Compiti ed esercizi:
1. Nel brano sul debito statunitense, in quale anno Fitch ha declassato il debito degli Stati Uniti?
2. Nel brano sul debito statunitense, sostituisci "recessione" con "crisi" in tutto il tratto che va da "Vale anche la" fino a "almeno in teoria.", e riscrivi quel tratto.

Sezione del documento:
◇ ◇ ◇
Le agenzie di rating ricoprono tradizionalmente un ruolo ibrido nel sistema finanziario: sono società private e svolgono analisi simili a quelle di molte altre istituzioni finanziarie. I loro giudizi rappresentano comunque un segnale importante: storicamente, le agenzie di rating hanno sempre avuto un certo peso, anche perché molti investitori sono obbligati a considerare i loro rating per decidere quali strumenti possono acquistare. 

In teoria, quindi, un declassamento da parte di una delle agenzie di rating principali potrebbe avere un impatto maggiore di quanto ci si aspetti. E in effetti, dopo l’annuncio, abbiamo assistito a un aumento del costo del debito per il governo statunitense.

Va però detto che non è sempre stato così. Un’altra importante agenzia, S&P, aveva declassato il debito statunitense dai massimi livelli già nel 2011, mentre Fitch ha fatto lo stesso nel 2023. In passato, gli investitori hanno spesso ignorato questi downgrade, e i rendimenti obbligazionari sono rimasti pressoché invariati. Di fatto, Moody’s era finora l’eccezione per non aver ancora declassato il rating sul debito Usa.

Questa volta è diverso? È troppo presto per dirlo, ma il declassamento arriva in un momento in cui il debito pubblico statunitense è sotto i riflettori per diverse ragioni. In termini generali, il deficit del bilancio federale si è deteriorato negli ultimi venticinque anni, come si può vedere nel grafico qui sotto. 

Ciò ha portato a un aumento del debito pubblico totale come percentuale del PIL, come si nota nel grafico qui sotto, che mostra anche le previsioni attuali del Congressional Budget Office, un organismo indipendente, secondo cui il debito in rapporto al PIL continuerà a crescere nei prossimi decenni.

Vale anche la pena sottolineare che il deficit è peggiorato in un periodo in cui l’economia statunitense è rimasta piuttosto solida. Il grafico sottostante lo illustra chiaramente, confrontando il deficit annuale con il tasso di disoccupazione (linea nera) e i periodi di recessione (colonne blu). 

Come ci si potrebbe aspettare, in passato il deficit tendeva ad aumentare nei periodi di recessione e con la disoccupazione in crescita. Negli ultimi anni, invece, ha continuato ad ampliarsi nonostante l’economia fosse robusta. Questo evidenzia alcune delle sfide strutturali che il governo Usa si trova ad affrontare – sfide che Elon Musk e Doge stavano tentando di risolvere, almeno in teoria.
◇ ◇ ◇
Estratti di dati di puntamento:
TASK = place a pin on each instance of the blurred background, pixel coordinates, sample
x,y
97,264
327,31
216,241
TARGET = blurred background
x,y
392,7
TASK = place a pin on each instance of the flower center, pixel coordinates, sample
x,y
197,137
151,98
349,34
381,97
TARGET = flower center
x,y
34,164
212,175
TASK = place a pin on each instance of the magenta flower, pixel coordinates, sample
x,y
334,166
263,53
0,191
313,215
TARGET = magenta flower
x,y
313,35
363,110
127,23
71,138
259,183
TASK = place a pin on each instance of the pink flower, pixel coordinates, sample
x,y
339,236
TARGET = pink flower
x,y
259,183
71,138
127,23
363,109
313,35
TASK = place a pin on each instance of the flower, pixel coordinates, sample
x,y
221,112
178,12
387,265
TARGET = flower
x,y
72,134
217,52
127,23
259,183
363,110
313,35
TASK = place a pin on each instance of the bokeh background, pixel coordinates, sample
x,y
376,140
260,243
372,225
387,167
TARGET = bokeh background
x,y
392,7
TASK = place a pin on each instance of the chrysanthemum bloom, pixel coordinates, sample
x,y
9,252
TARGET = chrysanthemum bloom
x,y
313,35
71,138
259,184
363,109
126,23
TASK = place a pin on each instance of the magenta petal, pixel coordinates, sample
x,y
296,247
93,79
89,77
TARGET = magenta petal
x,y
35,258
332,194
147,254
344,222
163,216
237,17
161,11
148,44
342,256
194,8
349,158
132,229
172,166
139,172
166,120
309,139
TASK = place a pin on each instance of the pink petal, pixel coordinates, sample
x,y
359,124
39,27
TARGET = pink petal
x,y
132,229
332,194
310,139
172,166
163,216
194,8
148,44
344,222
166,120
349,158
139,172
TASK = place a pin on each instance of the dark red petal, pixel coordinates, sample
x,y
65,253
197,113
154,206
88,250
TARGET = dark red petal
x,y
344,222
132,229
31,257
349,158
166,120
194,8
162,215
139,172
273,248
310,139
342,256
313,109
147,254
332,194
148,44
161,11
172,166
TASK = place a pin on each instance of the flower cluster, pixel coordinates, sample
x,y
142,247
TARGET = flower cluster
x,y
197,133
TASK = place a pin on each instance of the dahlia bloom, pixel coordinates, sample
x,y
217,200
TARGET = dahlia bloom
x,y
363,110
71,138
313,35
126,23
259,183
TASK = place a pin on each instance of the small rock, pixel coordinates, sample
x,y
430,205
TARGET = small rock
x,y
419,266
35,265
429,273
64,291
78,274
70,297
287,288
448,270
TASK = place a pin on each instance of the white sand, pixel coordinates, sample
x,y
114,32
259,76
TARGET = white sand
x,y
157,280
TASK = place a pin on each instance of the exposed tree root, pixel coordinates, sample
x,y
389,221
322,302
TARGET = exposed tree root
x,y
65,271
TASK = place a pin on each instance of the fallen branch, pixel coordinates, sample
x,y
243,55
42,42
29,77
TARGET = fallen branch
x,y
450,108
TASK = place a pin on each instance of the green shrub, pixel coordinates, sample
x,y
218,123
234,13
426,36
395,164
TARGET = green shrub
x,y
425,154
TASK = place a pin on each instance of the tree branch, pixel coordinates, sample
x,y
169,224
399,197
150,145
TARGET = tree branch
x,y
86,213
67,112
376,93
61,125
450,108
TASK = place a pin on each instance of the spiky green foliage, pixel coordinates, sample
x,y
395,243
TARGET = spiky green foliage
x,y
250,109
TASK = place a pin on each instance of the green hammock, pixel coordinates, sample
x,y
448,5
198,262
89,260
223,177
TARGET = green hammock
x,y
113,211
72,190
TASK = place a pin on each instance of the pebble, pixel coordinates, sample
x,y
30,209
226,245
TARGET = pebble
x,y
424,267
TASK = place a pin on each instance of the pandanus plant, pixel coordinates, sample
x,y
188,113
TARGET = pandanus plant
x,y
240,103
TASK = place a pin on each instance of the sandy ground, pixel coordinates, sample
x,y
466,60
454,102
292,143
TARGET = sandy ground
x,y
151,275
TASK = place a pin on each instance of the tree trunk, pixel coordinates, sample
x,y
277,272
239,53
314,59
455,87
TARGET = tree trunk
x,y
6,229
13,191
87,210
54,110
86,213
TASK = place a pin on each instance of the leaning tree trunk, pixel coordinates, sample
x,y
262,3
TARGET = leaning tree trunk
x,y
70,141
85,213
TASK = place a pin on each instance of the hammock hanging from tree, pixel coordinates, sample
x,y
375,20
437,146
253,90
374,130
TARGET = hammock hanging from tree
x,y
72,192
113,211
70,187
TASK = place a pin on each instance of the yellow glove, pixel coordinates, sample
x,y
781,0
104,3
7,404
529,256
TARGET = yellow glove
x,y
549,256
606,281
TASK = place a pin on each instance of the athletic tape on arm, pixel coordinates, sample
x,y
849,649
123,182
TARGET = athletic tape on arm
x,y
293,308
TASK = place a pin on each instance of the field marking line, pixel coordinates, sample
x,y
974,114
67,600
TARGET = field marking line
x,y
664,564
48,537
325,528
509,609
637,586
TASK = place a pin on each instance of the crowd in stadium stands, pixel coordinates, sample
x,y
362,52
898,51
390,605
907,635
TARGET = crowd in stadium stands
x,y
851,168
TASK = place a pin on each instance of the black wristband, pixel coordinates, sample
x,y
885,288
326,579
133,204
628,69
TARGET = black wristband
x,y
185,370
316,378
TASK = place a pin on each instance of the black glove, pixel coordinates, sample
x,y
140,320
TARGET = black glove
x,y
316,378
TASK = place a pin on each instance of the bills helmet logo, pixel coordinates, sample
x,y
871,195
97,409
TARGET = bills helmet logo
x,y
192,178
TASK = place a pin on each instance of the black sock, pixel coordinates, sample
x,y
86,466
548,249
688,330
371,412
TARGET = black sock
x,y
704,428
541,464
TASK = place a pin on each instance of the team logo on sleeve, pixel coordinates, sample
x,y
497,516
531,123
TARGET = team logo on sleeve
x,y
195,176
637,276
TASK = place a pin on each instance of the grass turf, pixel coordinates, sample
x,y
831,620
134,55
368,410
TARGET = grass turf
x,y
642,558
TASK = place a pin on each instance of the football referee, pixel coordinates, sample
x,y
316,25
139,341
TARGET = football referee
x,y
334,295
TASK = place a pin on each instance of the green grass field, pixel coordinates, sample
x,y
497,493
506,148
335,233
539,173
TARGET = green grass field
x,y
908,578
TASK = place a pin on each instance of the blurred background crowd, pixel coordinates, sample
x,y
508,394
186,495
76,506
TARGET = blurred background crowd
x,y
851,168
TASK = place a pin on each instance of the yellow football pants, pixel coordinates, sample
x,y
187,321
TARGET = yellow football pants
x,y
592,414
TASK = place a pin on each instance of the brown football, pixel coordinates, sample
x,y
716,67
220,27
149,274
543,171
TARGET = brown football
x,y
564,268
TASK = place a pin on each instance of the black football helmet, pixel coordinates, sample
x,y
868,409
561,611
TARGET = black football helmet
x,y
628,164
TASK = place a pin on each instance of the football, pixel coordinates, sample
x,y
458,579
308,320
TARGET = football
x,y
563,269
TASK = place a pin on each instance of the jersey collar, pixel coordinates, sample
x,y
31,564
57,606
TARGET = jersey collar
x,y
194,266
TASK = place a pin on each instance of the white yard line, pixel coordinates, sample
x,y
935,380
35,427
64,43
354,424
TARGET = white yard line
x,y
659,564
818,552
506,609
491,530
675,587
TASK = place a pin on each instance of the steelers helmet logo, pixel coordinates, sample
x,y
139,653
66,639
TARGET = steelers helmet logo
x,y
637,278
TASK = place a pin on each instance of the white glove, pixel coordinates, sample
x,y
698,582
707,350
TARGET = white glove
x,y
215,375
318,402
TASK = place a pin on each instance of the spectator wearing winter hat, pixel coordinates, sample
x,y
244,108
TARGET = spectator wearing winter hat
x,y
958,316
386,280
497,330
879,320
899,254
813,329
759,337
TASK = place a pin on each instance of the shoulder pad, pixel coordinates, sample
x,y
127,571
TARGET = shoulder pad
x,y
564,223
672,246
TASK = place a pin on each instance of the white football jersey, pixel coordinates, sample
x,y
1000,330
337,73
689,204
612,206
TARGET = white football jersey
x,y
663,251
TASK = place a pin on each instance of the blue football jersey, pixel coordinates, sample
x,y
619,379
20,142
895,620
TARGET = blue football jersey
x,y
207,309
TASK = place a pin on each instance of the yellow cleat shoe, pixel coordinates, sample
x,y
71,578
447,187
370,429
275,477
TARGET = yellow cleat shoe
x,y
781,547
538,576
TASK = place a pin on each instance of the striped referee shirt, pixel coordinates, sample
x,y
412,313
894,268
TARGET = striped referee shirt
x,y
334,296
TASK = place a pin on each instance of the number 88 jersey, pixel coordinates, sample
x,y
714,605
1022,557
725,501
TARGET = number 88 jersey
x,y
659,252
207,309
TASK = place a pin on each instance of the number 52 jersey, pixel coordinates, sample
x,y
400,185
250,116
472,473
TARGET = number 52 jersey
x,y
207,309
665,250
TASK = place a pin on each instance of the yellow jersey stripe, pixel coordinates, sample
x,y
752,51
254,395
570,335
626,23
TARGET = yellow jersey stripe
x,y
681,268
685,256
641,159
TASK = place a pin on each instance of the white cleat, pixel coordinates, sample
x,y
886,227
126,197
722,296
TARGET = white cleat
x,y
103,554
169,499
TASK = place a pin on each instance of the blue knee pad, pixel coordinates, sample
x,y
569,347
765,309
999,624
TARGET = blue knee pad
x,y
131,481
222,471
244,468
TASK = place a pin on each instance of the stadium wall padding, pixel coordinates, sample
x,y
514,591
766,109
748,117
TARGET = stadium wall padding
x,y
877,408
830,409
◇ ◇ ◇
Esercizio svolto:
1. Nel 2023.

2.
Vale anche la pena sottolineare che il deficit è peggiorato in un periodo in cui l’economia statunitense è rimasta piuttosto solida. Il grafico sottostante lo illustra chiaramente, confrontando il deficit annuale con il tasso di disoccupazione (linea nera) e i periodi di crisi (colonne blu). 

Come ci si potrebbe aspettare, in passato il deficit tendeva ad aumentare nei periodi di crisi e con la disoccupazione in crescita. Negli ultimi anni, invece, ha continuato ad ampliarsi nonostante l’economia fosse robusta. Questo evidenzia alcune delle sfide strutturali che il governo Usa si trova ad affrontare – sfide che Elon Musk e Doge stavano tentando di risolvere, almeno in teoria.